| Required work |
Pull every line containing "below" from the entries.

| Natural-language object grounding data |
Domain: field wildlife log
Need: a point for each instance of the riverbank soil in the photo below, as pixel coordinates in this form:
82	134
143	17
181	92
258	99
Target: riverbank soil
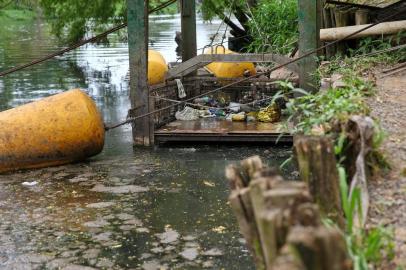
388	192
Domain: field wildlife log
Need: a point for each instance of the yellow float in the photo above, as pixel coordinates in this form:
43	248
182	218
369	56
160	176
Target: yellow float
228	70
157	67
60	129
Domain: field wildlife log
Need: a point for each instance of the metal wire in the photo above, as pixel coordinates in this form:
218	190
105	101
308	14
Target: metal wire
132	119
79	44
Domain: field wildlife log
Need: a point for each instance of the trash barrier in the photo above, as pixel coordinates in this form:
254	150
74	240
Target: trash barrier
57	130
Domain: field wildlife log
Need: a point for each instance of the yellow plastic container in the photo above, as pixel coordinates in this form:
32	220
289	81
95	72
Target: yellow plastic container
60	129
228	70
157	67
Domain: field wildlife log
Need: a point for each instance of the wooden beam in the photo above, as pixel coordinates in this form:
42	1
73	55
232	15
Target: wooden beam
138	54
188	25
386	28
309	32
202	60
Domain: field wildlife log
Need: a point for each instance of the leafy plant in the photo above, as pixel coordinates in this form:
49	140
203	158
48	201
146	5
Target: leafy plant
274	26
366	247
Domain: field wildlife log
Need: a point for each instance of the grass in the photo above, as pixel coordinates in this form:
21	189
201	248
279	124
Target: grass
17	14
324	113
274	26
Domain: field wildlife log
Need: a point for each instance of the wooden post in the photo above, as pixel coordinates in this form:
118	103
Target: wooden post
309	39
188	24
280	222
361	16
317	166
138	53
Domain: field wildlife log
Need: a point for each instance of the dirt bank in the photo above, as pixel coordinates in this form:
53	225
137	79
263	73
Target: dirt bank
388	192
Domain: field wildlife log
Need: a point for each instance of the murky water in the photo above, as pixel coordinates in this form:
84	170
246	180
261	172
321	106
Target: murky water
162	208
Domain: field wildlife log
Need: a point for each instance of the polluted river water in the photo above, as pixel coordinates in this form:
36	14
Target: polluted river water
160	208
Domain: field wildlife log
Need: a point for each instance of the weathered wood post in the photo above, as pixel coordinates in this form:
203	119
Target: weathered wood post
188	24
318	168
137	14
309	39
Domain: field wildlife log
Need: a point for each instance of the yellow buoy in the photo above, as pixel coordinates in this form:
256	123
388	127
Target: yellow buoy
228	70
60	129
157	67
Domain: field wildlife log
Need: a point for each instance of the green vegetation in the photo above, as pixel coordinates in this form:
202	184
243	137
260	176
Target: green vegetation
274	26
17	10
271	25
366	247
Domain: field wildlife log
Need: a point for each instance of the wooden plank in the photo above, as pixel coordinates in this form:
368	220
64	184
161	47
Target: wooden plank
202	60
365	3
386	28
188	26
137	12
309	32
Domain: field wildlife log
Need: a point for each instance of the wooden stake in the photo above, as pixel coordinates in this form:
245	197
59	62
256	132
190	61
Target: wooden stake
137	13
188	25
309	39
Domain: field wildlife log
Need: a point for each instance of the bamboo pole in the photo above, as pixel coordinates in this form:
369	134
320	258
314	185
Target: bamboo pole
387	28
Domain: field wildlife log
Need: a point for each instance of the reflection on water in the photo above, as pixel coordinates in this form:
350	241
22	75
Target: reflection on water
113	211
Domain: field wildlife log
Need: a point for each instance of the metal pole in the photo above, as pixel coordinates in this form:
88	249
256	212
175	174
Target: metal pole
137	15
309	39
188	24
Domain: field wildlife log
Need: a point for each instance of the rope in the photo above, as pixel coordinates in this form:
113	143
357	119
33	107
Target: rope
79	44
132	119
209	107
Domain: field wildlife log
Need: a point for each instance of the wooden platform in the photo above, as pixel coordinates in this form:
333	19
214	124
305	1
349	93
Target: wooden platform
215	130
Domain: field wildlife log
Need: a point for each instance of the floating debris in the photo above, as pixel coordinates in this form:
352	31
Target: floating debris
190	253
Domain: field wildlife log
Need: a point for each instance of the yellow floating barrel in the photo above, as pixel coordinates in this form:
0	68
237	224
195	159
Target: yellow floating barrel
60	129
228	70
157	67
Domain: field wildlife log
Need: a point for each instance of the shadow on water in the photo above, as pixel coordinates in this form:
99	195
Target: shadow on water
125	208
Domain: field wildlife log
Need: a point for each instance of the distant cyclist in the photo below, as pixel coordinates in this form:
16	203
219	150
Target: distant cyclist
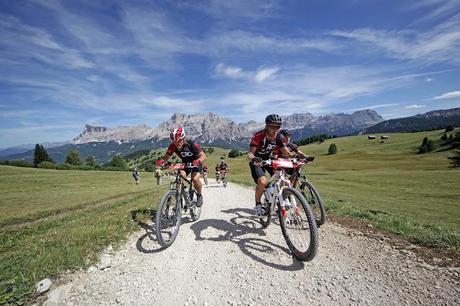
189	152
223	169
204	171
262	145
136	175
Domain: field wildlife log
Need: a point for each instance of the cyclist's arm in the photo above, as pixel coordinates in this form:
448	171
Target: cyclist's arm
251	152
202	156
301	154
166	157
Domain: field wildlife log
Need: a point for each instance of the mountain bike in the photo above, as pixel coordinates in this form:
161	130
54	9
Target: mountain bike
310	193
223	175
181	197
296	218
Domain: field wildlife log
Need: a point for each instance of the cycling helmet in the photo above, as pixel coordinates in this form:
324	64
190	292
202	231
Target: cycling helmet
177	134
273	119
285	132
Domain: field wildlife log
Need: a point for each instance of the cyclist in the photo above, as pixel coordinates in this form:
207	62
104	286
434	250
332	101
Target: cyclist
189	152
262	145
204	171
136	175
217	173
223	168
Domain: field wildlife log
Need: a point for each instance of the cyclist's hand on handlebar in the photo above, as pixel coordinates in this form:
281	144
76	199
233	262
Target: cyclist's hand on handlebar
257	161
309	158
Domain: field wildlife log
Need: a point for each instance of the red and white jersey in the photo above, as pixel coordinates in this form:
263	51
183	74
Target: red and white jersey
265	146
189	152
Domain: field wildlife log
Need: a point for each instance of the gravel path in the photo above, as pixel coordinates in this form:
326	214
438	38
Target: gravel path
226	258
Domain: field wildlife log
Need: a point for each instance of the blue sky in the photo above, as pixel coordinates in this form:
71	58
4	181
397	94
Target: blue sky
67	63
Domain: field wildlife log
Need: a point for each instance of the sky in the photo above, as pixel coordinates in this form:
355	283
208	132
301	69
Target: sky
67	63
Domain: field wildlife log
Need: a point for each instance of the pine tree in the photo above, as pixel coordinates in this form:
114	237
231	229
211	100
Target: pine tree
73	158
455	160
90	161
119	162
41	155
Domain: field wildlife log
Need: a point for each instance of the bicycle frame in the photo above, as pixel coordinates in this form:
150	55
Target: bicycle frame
178	185
279	182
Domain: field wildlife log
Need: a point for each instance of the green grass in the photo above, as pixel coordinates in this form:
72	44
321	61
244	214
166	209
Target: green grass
418	194
74	214
52	221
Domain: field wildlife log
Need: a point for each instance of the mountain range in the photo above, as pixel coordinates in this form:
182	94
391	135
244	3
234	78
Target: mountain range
212	129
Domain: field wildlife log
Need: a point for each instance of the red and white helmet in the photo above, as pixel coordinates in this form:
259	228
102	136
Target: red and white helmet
177	134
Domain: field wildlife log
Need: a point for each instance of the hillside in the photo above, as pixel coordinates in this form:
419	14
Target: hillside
413	194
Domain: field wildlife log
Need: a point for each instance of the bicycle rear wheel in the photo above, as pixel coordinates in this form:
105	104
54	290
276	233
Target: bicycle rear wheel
314	200
168	219
298	225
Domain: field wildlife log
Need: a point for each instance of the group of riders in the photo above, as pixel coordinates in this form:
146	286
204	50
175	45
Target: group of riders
269	143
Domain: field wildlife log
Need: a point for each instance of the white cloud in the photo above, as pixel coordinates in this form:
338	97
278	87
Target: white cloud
229	71
415	106
436	8
440	44
448	95
262	74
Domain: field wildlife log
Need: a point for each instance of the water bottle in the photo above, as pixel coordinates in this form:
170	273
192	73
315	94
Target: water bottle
269	193
186	194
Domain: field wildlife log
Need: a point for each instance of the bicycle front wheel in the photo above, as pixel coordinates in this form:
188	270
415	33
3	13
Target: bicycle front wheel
168	219
298	225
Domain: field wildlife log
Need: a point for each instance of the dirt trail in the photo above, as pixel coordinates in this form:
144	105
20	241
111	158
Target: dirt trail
226	258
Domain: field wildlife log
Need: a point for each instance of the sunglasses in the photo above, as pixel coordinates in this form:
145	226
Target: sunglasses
274	127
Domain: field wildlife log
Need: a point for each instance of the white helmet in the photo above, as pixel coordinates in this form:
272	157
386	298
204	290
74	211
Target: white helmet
177	134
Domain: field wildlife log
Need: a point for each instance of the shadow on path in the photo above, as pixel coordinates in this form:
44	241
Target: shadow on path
235	230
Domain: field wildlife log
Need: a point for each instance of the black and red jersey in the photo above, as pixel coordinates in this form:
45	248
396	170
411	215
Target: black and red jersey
264	146
189	152
292	147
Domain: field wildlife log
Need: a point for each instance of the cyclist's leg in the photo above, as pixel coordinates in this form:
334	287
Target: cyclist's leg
197	184
196	181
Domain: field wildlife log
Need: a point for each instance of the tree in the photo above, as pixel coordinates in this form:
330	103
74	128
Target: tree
426	146
332	149
73	158
40	155
455	160
149	167
119	162
234	153
90	161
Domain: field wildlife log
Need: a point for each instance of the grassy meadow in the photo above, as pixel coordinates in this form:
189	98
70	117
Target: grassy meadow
52	221
388	184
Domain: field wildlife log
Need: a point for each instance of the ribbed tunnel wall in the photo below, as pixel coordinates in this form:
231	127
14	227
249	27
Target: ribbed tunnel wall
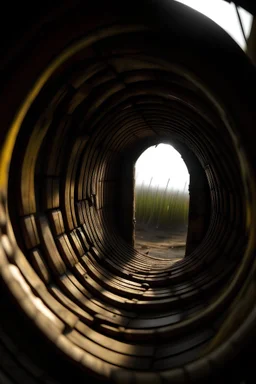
78	301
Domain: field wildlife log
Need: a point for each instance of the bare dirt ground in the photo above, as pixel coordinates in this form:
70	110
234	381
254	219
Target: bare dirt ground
161	243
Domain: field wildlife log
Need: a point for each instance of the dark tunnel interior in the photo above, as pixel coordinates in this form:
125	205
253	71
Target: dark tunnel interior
87	87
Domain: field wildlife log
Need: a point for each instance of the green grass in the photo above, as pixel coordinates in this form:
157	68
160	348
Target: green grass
161	208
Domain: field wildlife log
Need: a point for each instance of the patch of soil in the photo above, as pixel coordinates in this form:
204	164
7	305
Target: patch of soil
161	243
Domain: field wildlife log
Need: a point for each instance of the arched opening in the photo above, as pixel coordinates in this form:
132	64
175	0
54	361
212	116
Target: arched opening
161	202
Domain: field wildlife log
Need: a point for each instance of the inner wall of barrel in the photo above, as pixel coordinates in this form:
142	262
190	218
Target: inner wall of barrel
67	188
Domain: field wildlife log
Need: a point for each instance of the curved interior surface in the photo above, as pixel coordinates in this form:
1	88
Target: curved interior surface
93	91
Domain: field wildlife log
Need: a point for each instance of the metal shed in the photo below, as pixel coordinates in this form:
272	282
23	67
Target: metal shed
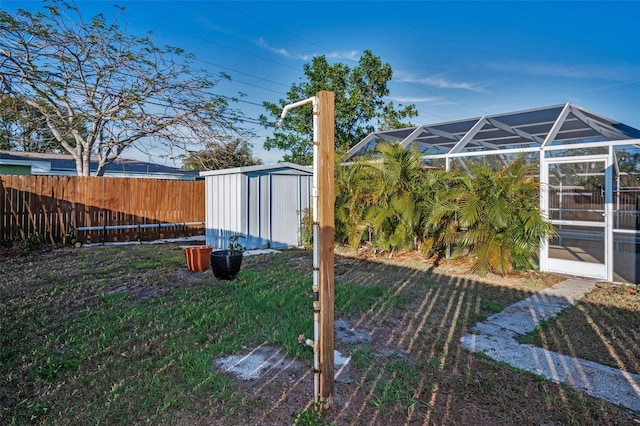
265	203
589	171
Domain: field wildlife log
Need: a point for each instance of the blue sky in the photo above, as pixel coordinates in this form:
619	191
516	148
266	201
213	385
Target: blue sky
453	60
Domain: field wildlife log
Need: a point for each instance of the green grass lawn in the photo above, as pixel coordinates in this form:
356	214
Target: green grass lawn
127	335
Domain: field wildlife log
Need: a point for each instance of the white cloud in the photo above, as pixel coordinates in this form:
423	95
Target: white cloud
439	81
433	100
352	55
574	71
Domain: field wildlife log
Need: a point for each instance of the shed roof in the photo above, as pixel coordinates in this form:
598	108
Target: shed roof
275	168
64	164
559	124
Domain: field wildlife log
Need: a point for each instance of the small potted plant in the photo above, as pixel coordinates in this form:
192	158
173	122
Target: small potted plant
225	264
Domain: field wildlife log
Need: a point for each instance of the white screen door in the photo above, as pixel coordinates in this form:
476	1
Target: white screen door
578	203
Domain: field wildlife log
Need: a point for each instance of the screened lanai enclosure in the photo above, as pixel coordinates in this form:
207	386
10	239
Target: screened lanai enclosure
589	174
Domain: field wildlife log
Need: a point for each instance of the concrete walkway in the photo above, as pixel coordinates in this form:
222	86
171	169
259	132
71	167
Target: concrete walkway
496	338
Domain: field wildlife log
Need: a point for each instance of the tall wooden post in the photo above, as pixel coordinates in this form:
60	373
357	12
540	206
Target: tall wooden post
326	202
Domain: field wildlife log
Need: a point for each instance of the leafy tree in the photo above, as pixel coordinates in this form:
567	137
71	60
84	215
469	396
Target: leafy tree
100	90
359	106
221	155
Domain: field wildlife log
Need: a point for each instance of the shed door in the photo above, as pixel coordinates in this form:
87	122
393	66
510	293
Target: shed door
578	202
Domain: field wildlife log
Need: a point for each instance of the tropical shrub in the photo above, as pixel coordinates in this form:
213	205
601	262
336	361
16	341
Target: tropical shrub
494	217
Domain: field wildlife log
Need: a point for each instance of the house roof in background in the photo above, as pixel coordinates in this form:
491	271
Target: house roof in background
61	164
275	168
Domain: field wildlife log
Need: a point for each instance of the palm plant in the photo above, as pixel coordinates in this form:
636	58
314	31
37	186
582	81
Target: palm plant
353	196
396	214
494	216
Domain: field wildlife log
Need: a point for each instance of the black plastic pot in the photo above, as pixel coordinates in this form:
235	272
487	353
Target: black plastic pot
225	266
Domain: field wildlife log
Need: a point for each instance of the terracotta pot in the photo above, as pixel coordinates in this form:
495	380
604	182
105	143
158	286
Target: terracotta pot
225	266
198	258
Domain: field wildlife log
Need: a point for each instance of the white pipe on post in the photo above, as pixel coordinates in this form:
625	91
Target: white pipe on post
316	249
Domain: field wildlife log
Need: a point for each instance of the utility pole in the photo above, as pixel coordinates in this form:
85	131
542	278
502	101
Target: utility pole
323	201
326	203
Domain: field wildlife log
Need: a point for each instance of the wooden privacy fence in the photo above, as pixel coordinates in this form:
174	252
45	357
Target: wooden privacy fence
61	209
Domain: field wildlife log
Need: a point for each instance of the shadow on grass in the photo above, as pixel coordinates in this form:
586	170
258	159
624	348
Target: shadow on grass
156	330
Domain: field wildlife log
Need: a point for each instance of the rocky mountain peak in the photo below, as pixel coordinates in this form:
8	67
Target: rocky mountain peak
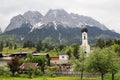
16	22
33	16
59	15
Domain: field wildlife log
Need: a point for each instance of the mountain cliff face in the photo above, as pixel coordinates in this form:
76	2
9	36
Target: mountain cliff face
59	34
57	15
57	26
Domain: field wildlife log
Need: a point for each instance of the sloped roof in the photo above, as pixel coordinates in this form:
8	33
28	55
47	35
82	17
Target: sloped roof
62	53
27	65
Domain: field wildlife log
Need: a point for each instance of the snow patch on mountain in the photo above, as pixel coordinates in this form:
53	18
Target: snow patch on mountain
36	26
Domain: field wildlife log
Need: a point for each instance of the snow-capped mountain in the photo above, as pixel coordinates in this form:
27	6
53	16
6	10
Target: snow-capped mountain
16	22
57	15
33	17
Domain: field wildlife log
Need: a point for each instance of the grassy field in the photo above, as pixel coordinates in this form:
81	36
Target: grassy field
7	50
46	78
107	77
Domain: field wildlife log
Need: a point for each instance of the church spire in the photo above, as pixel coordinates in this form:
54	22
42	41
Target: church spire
85	44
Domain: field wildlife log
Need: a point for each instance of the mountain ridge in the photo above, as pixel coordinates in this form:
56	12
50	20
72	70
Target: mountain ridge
58	15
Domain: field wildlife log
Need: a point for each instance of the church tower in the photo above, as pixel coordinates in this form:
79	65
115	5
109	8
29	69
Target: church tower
85	44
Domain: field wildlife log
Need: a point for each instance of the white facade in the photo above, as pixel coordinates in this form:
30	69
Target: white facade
63	57
85	44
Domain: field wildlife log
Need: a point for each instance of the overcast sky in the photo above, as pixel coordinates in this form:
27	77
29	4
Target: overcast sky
105	11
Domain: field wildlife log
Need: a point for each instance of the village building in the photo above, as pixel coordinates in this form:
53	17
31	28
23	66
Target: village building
62	61
25	66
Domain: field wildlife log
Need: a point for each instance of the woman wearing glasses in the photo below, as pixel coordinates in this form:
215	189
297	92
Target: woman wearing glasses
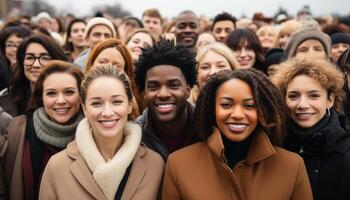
47	127
10	39
32	55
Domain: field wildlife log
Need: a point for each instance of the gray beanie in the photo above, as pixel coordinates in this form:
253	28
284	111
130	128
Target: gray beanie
307	34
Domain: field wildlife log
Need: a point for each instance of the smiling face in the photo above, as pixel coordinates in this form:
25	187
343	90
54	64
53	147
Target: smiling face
107	108
152	24
98	34
245	56
310	49
267	38
35	50
222	29
61	97
187	29
138	41
235	110
204	39
77	34
307	101
338	49
210	64
11	46
166	92
112	56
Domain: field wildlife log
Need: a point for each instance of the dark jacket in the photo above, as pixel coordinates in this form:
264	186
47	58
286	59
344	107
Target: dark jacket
152	141
5	74
325	149
4	121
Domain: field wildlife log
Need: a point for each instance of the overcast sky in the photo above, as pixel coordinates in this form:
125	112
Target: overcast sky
170	8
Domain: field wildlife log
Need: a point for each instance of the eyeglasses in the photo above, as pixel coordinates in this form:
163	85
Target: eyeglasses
11	45
29	60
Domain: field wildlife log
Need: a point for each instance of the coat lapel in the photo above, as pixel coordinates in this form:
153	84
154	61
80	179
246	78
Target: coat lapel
82	173
137	173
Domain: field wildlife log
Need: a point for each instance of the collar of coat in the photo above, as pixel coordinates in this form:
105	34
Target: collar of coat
260	148
108	175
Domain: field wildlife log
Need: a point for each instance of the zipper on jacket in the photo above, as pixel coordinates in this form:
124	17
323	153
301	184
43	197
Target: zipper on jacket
301	150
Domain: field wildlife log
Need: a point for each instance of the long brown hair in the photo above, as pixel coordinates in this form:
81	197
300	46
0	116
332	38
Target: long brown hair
53	67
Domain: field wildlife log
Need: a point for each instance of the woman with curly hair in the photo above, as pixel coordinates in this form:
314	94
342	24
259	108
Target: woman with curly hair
33	55
239	156
313	92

| Task answer |
Need: a point for each instance of the riverbank soil in the photo below, as pixel coordinates in this form:
Need: a point for each instance of the distant cyclist in the photo below, as pixel coordinates in this form:
Need: a point for each instance of the ribbed tunnel wall in the photo below, as pixel coordinates in this form:
Need: a point for each instance of the metal shed in the photo below, as pixel coordinates in this form:
Need: a point for each instance of the rocky mountain peak in the photo below, as pixel coordinates in this form:
Need: a point for each instance of the woman wearing glasses in the photo below, as pixel coordinates in this form:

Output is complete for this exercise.